Records for processing.
((

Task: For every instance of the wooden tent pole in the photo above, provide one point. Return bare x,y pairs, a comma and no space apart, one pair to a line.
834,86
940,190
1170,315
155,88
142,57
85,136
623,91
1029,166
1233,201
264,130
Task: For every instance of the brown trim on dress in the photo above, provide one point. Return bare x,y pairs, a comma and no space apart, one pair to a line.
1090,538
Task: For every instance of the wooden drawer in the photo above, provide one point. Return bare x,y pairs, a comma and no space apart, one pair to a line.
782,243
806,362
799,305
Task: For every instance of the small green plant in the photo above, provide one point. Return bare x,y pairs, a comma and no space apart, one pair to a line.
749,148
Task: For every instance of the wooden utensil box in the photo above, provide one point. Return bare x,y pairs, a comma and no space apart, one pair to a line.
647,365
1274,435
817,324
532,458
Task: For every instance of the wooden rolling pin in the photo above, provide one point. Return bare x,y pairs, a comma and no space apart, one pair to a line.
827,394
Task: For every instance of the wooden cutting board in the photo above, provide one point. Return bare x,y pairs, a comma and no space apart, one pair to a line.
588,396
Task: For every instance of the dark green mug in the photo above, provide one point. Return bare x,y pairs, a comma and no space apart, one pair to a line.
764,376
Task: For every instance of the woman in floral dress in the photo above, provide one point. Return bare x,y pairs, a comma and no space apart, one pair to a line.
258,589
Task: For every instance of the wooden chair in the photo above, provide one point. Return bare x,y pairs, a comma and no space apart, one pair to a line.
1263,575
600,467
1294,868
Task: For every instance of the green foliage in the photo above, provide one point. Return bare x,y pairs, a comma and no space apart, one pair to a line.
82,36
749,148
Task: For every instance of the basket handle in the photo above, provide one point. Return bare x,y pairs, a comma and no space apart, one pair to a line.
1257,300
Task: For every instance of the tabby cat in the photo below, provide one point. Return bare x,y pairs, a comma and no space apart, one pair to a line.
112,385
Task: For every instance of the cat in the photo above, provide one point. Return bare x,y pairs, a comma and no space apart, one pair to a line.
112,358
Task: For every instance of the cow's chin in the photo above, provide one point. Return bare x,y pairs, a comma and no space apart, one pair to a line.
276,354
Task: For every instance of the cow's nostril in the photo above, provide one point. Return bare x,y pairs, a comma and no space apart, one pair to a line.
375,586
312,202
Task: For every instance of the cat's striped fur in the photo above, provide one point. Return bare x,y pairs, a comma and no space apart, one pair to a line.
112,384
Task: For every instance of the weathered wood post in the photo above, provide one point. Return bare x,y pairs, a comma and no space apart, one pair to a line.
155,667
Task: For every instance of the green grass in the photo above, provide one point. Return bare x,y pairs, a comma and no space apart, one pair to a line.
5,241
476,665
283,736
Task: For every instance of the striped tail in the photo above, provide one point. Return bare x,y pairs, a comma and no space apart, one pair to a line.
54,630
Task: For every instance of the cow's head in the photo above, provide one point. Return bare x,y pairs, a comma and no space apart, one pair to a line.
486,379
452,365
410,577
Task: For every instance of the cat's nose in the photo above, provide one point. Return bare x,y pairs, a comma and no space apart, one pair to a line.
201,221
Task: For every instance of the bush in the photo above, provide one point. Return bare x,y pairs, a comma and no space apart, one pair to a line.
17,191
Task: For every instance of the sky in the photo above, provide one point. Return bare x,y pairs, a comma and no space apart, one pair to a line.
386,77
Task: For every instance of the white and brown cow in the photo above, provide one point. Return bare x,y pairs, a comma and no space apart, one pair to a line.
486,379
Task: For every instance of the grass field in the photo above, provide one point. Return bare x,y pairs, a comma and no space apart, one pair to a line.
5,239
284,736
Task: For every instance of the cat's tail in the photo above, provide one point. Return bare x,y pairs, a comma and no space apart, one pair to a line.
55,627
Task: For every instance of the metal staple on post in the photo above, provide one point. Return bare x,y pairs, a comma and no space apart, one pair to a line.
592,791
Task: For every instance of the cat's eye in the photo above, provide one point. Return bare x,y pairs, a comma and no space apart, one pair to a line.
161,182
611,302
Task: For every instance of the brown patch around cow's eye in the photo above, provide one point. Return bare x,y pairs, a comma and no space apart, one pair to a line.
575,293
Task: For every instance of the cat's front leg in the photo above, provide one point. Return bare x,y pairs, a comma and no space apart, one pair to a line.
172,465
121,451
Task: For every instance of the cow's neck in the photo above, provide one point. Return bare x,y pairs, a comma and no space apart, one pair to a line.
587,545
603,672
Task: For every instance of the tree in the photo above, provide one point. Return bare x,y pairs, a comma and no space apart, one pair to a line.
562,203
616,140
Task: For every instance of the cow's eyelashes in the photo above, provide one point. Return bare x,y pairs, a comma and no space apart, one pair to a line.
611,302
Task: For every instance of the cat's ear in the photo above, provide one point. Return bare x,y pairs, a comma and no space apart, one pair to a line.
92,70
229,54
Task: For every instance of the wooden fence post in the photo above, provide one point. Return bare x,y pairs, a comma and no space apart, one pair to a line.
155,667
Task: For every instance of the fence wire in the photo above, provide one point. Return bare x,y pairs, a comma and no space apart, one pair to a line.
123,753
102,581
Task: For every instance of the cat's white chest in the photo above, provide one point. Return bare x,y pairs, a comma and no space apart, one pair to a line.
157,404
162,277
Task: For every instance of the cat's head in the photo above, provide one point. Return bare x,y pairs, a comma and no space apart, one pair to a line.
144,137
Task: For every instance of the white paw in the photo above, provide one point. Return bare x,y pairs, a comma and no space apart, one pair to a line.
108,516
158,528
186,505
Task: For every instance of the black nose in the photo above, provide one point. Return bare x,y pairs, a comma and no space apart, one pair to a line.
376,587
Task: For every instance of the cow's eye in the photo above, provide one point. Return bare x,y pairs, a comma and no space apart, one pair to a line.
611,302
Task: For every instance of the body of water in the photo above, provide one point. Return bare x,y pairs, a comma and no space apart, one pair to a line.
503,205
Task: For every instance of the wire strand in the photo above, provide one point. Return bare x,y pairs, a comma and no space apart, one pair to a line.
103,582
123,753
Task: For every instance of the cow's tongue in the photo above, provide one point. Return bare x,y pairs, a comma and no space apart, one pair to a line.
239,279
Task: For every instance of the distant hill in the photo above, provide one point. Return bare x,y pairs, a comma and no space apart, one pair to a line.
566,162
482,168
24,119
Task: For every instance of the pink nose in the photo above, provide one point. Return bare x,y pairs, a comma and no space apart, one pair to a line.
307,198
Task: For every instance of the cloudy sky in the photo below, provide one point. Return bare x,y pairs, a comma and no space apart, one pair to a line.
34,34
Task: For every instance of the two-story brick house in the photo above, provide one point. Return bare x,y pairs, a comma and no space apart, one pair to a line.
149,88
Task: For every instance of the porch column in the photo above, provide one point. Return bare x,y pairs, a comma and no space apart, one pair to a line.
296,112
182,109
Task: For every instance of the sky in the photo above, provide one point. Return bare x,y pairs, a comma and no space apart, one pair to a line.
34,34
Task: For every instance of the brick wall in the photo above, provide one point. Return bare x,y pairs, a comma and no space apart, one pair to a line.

))

Task to complete.
In full and without error, transcribe each of the entries.

Answer.
Task: For every instance of the wooden tent pole in the photo above, provide one point. Return bare x,y pairs, a comma and no space apart, one pair to a line.
834,86
940,190
1170,315
155,88
142,57
85,136
623,91
1029,166
1233,201
264,130
Task: For every instance of the brown trim on dress in the photo above, provide one point. Return bare x,y pairs, a comma and no space apart, one pair to a line.
1090,538
Task: For every instance of the wooden drawer in the photo above, provide one point. Return bare x,y pairs, a comma and no space apart, one pair to a line.
782,243
806,362
799,305
Task: For every instance of the small green plant in the photo above, provide one point. Return bare x,y pairs, a comma and no space apart, one pair to a line.
749,148
Task: For every instance of the wooden utensil box in the photo above, provide one point. Return bare x,y pairs, a comma and no space apart, one pair to a line.
647,365
1274,435
817,324
532,458
Task: For every instance of the wooden rolling pin in the photo above, provide one point. Return bare x,y pairs, a comma and no space apart, one pair to a line.
827,394
Task: For every instance of the wooden cutting board in the photo above, provide one point. Return bare x,y pairs, a comma and no space apart, one pair to a line.
588,396
Task: For every instance of the dark green mug in the photo above, provide one point. Return bare x,y pairs, a comma and no space apart, one pair to a line.
764,376
Task: For every instance of the woman in floral dress in the photo above, provide one point. Return bare x,y pairs, a comma and no space apart, one pair to a line.
258,589
Task: For every instance of the wooden chair in the photo above, provide one point. Return bare x,y pairs, a comma and no space apart, one pair to a line.
1263,575
600,467
1294,868
Task: For every instance of the green foliage in the photo above, provide one point. Return bare x,y pairs, a comma and no space apart, one pair to a line.
82,36
749,148
Task: For every instance of the basket handle in the photo above, provide one point. Return bare x,y pairs, a comma and no space apart, one pair to a line.
1257,300
Task: For every instance of the tabby cat in the photo below, provide one point. Return bare x,y pairs, a comma and no space apart, one pair to a line.
112,385
Task: For every instance of the cat in the photo above, provide one point. Return bare x,y pairs, a comma and no space apart, one pair to a line.
112,358
Task: For every instance of the cow's chin in the photo above, provide one point. Return bare x,y pairs, a comma and no space apart, one pair to a line.
276,354
Task: For every instance of the cow's nostril in the photo above, provide one point. Return bare x,y pairs, a comma and no space apart, one pair to a line.
375,586
312,202
Task: For every instance of the cat's striped fur in the photo above, provide one point. Return bare x,y pairs, a comma and no space apart, one pair to a line.
112,384
Task: For every instance of the weathered wood post in the photo above, provide one point. Return bare x,y pairs, a comma and no space apart, one pair to a line.
155,667
Task: For every instance of the green grass in the photo above, provide one point. Return bare x,y pairs, a comma and no space apart, one pair to a line.
5,241
476,665
283,736
Task: For every instance of the striped tail in the photo above, provide one point. Return bare x,y pairs, a comma and no space apart, one pair to a line.
54,630
Task: For every instance of the cow's head in the photo above, provide one point. Return bare x,y pairs, a comma and no space apart, one pair to a line.
486,379
452,365
410,577
Task: For every instance of the cat's nose in the photo above, provide one point. Return bare x,y pairs, a comma and no space apart, one pair to a line.
201,221
Task: For every instance of the bush in the photo above, provide one point. Return bare x,y pairs, a comma and no space apart, one pair to a line.
17,191
Task: For every instance of the sky in the photo above, provide one point. Return bare x,y pairs, a comma and no space apart, one pair to a line.
386,77
Task: For every instance of the white and brown cow in the photo above, provide one point. Return bare x,y pairs, a comma and no space apart, one pair to a line.
486,379
Task: For every instance of the grass field in the photo above, provide one point. Return bare x,y pairs, a comma and no space apart, one pair to a line.
5,239
284,736
Task: For every instance of the cat's tail in the photo above, provide one point. Return bare x,y pairs, a comma and no space apart, one pair to a line.
55,627
Task: For every instance of the metal staple on post in the photo above, provide one point. Return bare x,y pairs, a comma and no space apart, one pair to a line.
592,791
Task: For every instance of the cat's eye in the photo above, provide one point. Return bare x,y pairs, a comma and no space apart, one pair to a line.
161,182
611,302
Task: For every instance of the brown patch around cow's eye in the photo above, provide one point. Return bare x,y pairs, a comma and no space apart, one pair to a line.
575,293
Task: For every instance of the cat's front leg in the photo above, provide one point. Return bare x,y pairs, a comma and no space apart, one pair to a line.
172,465
121,451
Task: For every instance of the cow's neck in the photo above, provide one point. Return bare x,y pairs, a comma and no space apart, one pair to a line.
587,545
603,672
Task: For every instance of the tree in the photo above, provide one point. Return bare x,y pairs, a comma and no space apart, one pair to a line.
562,203
616,140
Task: For every instance of the cow's eyelashes in the photo above, provide one point. Return bare x,y pairs, a comma and no space apart, one pair to a line.
611,302
Task: For every instance of the cat's ear in the photo above, provide one point. Return bare x,y pairs, a comma and no space apart, one pair to a line.
92,70
229,54
Task: For every instance of the wooden fence post in the photo above, provide one point. Return bare x,y pairs, a comma and no space apart, one pair to a line.
155,667
Task: For every instance of the fence wire in the photo above, provide one point. Return bare x,y pairs, a comma and no space apart, one pair to a line.
123,753
102,581
Task: For every instance of the cat's white chest in the photo above, provide one point. Return bare x,y pairs, a comma and no space apart, one pair to a line.
157,404
162,277
Task: For every instance of the cat's head in the photo above, provide one point. Return bare x,y pairs, a comma and no space apart, one pair to a line.
144,137
Task: For every instance of the white paw in the photo above, provide one point. Return bare x,y pairs, a comma and no space apart, one pair to a line.
108,516
158,528
186,505
Task: For every instance of the black nose in the photo above, provide one point. Return bare x,y pairs, a comma and no space apart, one pair to a line.
376,587
Task: For every instance of the cow's eye in the photo above, provide one point. Return bare x,y pairs, a comma and no space apart, one pair to a line.
611,302
Task: For every instance of the body of water in the photo above, provide one point. Return bare x,y pairs, a comma and no space apart, one pair to a line.
503,205
Task: For every instance of the wire strand in the photo above, provide one point. Return bare x,y pairs, a comma and no space apart, one pair to a line.
103,582
123,753
Task: For every instance of the cow's tongue in the photo above, provide one point. Return bare x,y pairs, a comma and no space apart, one pair to a line.
239,279
Task: For every instance of the distant hill in the photo above, provide one point. Return bare x,y pairs, a comma and no space apart, one pair to a line.
566,162
482,168
24,119
Task: For every instance of the pink nose in the photo above, provide one point. Return bare x,y pairs, a comma and no space apart, one pair to a line.
307,198
Task: For every instance of the cloudy sky in the photo below, provide one point. Return bare x,y pairs, a comma and no space apart, one pair to a line.
34,34
Task: For every instance of the two-story brick house in the photo above, provide one point. Return bare x,y pairs, a comma and no space apart, one pair to a line.
149,88
Task: For every instance of the porch column in the photo above, provide one point. Return bare x,y pairs, a comma and no space apart, one pair to a line.
296,112
182,109
Task: For every instance of the sky in the photo above, provide one point. Return bare x,y pairs, a comma and no space apart, one pair to a line.
34,34
Task: For every instance of the brick wall in the photo above, provide one point. Return bare x,y pairs, a comma and no space apart, one pair to a line.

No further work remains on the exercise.